*The task*
When the line containing "positive clicks: (240, 204) (253, 223)" appears in the data below, begin copying there and stop only after the line containing "negative clicks: (234, 168)".

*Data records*

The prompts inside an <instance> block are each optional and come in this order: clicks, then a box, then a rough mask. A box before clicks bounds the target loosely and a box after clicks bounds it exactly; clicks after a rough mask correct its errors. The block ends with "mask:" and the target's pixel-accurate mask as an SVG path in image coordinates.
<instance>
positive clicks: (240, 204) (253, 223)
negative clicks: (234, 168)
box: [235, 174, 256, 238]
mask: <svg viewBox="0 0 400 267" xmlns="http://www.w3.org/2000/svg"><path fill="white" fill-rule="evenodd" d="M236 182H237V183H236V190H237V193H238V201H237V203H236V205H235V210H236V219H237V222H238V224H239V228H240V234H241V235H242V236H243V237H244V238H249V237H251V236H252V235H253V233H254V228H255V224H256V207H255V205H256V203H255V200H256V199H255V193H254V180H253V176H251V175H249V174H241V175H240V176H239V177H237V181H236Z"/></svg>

*Exercise answer*
positive clicks: (240, 204) (253, 223)
negative clicks: (234, 168)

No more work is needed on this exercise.